*** THE DATA Section Begins ***

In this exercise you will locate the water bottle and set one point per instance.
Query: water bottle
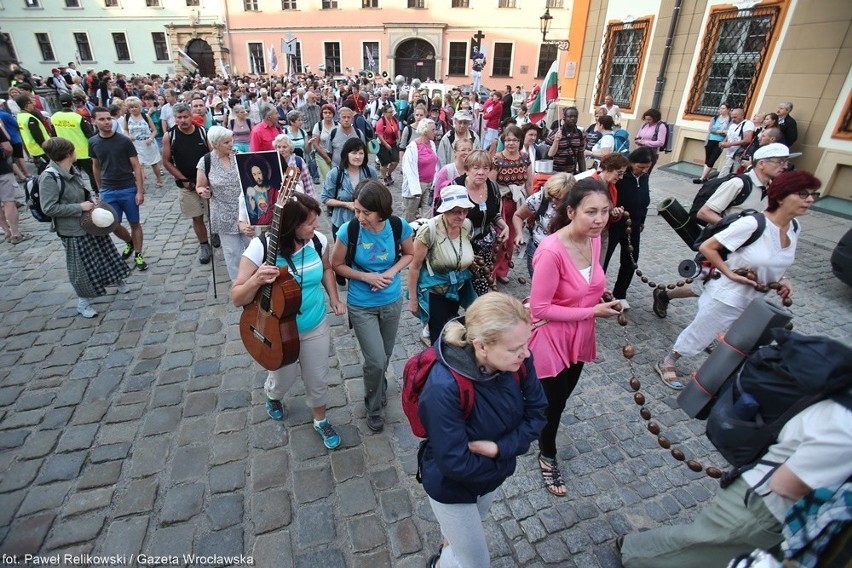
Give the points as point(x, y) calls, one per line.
point(746, 407)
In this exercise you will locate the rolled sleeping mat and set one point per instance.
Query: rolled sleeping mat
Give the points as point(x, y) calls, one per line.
point(679, 220)
point(750, 330)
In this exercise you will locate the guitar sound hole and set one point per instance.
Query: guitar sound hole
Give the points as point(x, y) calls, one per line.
point(260, 337)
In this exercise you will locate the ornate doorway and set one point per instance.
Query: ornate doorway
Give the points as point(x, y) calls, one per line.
point(202, 53)
point(415, 59)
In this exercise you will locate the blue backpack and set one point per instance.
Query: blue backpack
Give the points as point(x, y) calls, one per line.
point(622, 141)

*** THE DATA Section Ends ***

**WHAT THIS TASK INVOLVES**
The copy you produce must hold all the records above exactly and none of their pictures.

**YOUR SOLUTION**
In this exercise you will locate the water bottle and set one point per instance.
Query: water bottle
Give the points as point(x, y) calls, one per line.
point(746, 407)
In this exercise you will locate the rolled sleeping mat and set one point per instance.
Query: rolled sleeping mat
Give the points as point(x, y) calls, one per line.
point(679, 220)
point(750, 330)
In this exercise you will locate the guitar sound hole and set one point per instance.
Query: guitar sound hole
Give the points as point(x, y) calls, one per line.
point(260, 337)
In this exercise you will locate the ornate doorway and set one point per instance.
Query: ornate doorway
Give the points as point(x, y) calls, one per line.
point(202, 53)
point(415, 59)
In this exercise you will locate the blue backpack and set one point per instance.
Query: blue backpack
Give the points as point(x, y) calls, one per line.
point(622, 141)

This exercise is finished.